§ **Directions for this task**
Starting from the line that contains "# test: point to the dormer", reproduce each line exactly through the end of the material, and include no other lines.

* * * * *

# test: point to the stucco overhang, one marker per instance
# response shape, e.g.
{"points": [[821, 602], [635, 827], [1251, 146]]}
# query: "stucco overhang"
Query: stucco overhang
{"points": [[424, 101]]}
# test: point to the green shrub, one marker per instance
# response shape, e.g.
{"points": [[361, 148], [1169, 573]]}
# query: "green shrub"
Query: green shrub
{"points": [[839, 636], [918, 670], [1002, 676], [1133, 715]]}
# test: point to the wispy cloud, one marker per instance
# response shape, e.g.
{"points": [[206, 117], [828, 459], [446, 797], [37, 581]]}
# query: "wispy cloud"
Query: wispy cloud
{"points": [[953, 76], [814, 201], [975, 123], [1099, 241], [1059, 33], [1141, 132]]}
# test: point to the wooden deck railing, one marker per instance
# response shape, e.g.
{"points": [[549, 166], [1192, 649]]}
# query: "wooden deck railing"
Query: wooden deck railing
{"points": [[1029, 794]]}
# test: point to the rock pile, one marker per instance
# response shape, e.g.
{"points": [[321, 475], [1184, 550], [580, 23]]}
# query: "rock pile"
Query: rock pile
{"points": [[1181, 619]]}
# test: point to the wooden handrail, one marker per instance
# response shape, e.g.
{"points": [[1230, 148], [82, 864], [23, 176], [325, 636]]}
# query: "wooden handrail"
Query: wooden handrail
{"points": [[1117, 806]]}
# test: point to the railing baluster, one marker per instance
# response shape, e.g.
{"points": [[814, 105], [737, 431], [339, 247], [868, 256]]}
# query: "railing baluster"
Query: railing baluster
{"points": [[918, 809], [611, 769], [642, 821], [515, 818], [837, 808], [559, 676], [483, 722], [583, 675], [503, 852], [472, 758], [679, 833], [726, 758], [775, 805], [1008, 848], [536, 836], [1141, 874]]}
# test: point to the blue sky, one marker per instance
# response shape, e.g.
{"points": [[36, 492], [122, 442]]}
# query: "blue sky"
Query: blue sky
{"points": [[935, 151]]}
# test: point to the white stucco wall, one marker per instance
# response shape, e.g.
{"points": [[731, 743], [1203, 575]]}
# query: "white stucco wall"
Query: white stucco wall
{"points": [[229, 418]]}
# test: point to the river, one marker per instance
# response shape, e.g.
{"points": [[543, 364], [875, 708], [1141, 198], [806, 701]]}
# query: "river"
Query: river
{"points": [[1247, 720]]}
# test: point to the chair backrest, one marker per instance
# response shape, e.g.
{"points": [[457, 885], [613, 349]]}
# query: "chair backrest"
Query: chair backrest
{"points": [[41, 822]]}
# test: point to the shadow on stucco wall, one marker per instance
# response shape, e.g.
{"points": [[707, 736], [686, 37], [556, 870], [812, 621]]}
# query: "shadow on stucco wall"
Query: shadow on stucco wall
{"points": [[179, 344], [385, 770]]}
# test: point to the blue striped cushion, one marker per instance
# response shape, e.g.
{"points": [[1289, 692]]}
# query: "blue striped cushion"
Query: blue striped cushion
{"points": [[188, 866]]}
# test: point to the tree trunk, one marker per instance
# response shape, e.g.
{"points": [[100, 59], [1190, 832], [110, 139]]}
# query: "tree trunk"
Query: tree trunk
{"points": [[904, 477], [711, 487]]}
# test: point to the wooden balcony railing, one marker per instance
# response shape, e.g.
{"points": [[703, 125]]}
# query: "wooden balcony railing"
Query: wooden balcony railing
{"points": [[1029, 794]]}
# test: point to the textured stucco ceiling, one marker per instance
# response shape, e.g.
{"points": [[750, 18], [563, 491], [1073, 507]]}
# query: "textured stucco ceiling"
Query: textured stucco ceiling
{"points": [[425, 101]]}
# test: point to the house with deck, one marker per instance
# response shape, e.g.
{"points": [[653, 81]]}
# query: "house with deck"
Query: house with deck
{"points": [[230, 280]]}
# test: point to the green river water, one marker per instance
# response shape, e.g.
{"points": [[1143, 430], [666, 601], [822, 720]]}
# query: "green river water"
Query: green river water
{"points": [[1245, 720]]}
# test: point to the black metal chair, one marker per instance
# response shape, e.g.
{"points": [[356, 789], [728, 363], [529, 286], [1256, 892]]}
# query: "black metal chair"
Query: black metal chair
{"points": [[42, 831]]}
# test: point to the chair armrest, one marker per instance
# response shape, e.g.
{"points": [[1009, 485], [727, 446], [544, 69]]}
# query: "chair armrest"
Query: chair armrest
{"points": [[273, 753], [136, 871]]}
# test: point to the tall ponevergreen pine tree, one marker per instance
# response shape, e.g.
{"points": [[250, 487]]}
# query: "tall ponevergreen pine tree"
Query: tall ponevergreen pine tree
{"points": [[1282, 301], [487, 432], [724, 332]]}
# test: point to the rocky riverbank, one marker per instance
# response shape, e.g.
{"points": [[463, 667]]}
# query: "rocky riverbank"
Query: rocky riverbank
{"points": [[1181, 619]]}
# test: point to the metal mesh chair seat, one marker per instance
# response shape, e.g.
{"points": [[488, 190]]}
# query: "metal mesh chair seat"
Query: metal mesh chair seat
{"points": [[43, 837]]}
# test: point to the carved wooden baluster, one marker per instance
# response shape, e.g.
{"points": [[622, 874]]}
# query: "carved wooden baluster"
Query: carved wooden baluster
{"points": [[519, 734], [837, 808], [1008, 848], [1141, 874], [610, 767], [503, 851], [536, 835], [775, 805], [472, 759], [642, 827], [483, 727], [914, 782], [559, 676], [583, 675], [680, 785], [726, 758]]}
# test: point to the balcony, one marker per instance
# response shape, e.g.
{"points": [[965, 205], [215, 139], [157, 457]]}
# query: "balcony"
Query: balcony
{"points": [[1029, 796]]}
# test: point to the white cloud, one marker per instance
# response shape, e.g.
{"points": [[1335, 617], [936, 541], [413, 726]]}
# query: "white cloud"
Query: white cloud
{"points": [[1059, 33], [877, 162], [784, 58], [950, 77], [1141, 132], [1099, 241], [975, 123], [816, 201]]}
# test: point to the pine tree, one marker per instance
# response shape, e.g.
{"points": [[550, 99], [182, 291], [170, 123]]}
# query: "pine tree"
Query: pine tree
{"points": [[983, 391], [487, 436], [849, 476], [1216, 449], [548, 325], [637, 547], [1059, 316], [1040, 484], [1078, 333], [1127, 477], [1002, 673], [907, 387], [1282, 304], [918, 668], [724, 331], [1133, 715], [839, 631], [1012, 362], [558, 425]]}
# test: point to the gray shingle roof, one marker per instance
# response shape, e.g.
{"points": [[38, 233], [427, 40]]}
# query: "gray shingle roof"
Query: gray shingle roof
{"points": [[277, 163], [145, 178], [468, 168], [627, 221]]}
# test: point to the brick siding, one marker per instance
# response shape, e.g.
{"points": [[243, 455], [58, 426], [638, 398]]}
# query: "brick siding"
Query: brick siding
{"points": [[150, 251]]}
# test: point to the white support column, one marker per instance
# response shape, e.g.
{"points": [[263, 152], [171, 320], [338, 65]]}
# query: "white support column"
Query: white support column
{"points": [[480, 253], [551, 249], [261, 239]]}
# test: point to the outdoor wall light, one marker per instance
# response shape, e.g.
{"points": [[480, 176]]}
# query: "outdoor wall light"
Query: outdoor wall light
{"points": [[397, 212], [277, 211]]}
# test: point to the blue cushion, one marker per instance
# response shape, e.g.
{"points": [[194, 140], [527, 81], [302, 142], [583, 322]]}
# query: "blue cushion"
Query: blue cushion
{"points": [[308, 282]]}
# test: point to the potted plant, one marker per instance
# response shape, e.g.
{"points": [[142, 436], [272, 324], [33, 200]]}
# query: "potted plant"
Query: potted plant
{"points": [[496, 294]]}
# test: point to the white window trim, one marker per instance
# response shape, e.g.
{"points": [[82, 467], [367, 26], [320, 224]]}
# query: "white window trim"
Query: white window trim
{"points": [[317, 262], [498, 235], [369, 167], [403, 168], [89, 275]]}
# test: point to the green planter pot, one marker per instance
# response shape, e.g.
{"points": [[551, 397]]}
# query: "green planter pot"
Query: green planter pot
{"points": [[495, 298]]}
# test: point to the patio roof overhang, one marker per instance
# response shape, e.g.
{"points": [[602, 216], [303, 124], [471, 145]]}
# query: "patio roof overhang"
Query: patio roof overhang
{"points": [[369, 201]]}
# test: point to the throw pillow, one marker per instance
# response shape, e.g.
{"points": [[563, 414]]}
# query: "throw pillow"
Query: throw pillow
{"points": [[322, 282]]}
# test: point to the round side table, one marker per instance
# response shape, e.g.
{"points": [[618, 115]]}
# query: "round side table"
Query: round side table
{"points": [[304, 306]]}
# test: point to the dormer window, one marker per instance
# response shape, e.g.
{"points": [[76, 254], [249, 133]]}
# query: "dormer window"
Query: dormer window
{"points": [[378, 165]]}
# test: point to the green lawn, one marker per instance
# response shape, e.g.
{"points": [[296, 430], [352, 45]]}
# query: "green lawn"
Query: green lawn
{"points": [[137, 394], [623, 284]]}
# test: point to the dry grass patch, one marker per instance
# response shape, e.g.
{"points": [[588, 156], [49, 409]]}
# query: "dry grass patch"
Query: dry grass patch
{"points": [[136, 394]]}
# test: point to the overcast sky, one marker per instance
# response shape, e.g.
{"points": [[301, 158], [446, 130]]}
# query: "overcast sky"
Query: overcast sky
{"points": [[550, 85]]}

* * * * *

§ **Answer in full**
# test: point to the dormer window, one marker per instance
# response shape, e.g.
{"points": [[76, 254], [249, 133]]}
# query: "dormer window"
Query: dormer window
{"points": [[378, 165]]}
# test: point to the green lawn, one marker per instance
# response shape, e.g.
{"points": [[296, 430], [352, 45]]}
# query: "green lawn"
Query: green lawn
{"points": [[137, 394], [623, 284]]}
# test: point to the dry grass patch, one marker per instance
# response shape, e.g.
{"points": [[588, 156], [49, 409]]}
# query: "dry grass patch"
Query: dry grass patch
{"points": [[136, 394]]}
# test: point to the overcast sky, one marker per instance
# response shape, e.g.
{"points": [[301, 158], [446, 130]]}
# query: "overcast sky"
Query: overcast sky
{"points": [[550, 85]]}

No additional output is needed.